COSA SI CHIEDE:
a – Rispondi a queste domande in base all'estratto fornito:
(i) Quanti motori avevano i tipici Saturn americani?
(ii) A chi chiese Korolev di progettare un motore a ciclo chiuso?
(iii) Quanti lanci prevedeva il piano di Korolev e quanti di questi sarebbero stati senza esseri umani a bordo?
b – Nell'estratto fornito, riscrivi in forma di elenco il paragrafo che comincia con "Il piano di azione di Korolev", mantenendo i fatti principali.
c – Indica se ciascuna affermazione concorda con l'estratto fornito:
(i) I russi preferivano usare pochi motori di grande potenza.
(ii) Nel primo lancio il vettore sovietico percorse circa cinquanta chilometri prima di schiantarsi.
(iii) Il secondo lancio diede risultati migliori del primo.

ESTRATTO FORNITO:
........

Negli anni ’50 e nei primi anni ’60 i russi progettavano razzi vettori sotto la guida di Korolev. Una componente ovviamente fondamentale era costituita dai motori. Gli americani per il loro razzi vettori usavano la scelta di pochi motori di grande potenza, mentre i russi preferivano ottenere la spinta con molti motori più piccoli, semplificando i problemi costruttivi e ingegneristici (uno dei motti degli ingegneri russi è: Un pezzo che non c’è non si può rompere). I tipici Saturn americani avevano 5 motori, i missili russi 30.

In entrambi i casi, la fisica dei motori dei razzi era simile: una camera di precombustione, con turbina per aumentare la pressione e gas di scarico “a perdere”, e poi una camera di combustione principale in cui la miscela supercompressa ossigeno-kerosene veniva bruciata per la reazione di spinta. Un ciclo aperto.

Per portare un uomo sulla luna, sarebbe stato necessario un modulo di rientro di almeno 100 tonnellate, il che significava un razzo di almeno 2000 tonnellate al decollo. E motori conseguentemente potenti, per consentire la necessaria accelerazione di fuga.

Poiché aumentare ancora il numero dei motori non era possibile, Korolev chiese al suo capo-ingegnere, Kuznetsov, di progettare un motore a ciclo chiuso, che riutilizzasse i gas di scarico della precombustione, aumentando così la resa.

Il progetto del motore a ciclo chiuso fu chiamato “NK-33”. Avrebbe dovuto consentire un apprezzamento di efficienza fino al 25%: un’enormità.

I russi avevano dei vincoli: economici (scarsezza di mezzi) e di tempo, in quanto la corsa allo spazio e alla luna era una gara, rappresentando una priorità politica sia del Cremino che della Casa Bianca.

Il piano di azione di Korolev prevedeva 16 lanci col nuovo tipo di motore. I primi 14 sarebbero stati senza esseri umani a bordo. Questo schema seguiva il tipico approccio russo al problema: imparare il più possibile dalle sperimentazioni pratiche. Gli americani, invece, avevano un approccio maggiormente teorico: preferivano raffinare i modelli di motori prima di metterli in sperimentazione.

Nel corso del primo lancio, il vettore sovietico decollò, percorse una cinquantina di kilometri e quindi si schiantò al suolo. Gli ingegneri cominciarono subito a provvedere alle migliorie.

Nel frattempo Korolev morì, in seguito a complicazioni durante un’operazione chirurgica di routine.

Il secondo, terzo e quarto lancio non diedero risultati pratici migliori del primo. Ma dopo ogni lancio, gli ingegneri russi si mettevano al lavoro per effettuare le migliorie che l’esito suggeriva.

........

DATI FORNITI:
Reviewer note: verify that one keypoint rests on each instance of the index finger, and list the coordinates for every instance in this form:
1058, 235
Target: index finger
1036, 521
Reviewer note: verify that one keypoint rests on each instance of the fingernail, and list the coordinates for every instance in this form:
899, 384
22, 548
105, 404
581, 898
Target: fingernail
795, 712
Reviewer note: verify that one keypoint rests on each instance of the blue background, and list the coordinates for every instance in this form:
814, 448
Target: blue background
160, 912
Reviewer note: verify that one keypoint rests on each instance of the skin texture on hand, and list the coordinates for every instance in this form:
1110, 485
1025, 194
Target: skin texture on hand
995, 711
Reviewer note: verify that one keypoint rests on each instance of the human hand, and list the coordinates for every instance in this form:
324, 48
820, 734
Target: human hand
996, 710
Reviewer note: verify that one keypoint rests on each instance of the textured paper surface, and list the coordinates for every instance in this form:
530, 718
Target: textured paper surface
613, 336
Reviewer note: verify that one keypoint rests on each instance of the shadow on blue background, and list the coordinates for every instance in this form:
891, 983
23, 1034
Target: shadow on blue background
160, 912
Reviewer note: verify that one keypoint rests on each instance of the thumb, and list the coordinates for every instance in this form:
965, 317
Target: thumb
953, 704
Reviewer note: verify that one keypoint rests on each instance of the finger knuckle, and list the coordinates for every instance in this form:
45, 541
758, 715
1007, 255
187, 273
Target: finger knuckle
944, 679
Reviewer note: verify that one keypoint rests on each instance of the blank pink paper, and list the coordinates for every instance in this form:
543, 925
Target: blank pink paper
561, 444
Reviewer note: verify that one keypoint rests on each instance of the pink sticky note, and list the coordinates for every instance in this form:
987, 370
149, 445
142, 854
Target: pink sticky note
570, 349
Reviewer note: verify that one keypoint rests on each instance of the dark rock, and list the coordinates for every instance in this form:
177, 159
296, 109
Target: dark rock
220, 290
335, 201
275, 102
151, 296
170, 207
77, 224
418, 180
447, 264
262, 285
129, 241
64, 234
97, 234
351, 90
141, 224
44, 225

........

RISPOSTE PER COMPITO:
a –
(i) 5 motori.
(ii) A Kuznetsov, il suo capo-ingegnere.
(iii) 16 lanci, di cui i primi 14 senza esseri umani a bordo.

b –
- Il piano di Korolev prevedeva 16 lanci con il nuovo tipo di motore.
- I primi 14 lanci sarebbero stati senza esseri umani a bordo.
- Approccio russo: imparare il più possibile dalle sperimentazioni pratiche.
- Approccio americano, più teorico: raffinare i modelli di motori prima di sperimentarli.

c –
(i) No: "Gli americani per il loro razzi vettori usavano la scelta di pochi motori di grande potenza, mentre i russi preferivano ottenere la spinta con molti motori più piccoli"
(ii) Sì: "percorse una cinquantina di kilometri e quindi si schiantò al suolo"
(iii) No: "Il secondo, terzo e quarto lancio non diedero risultati pratici migliori del primo."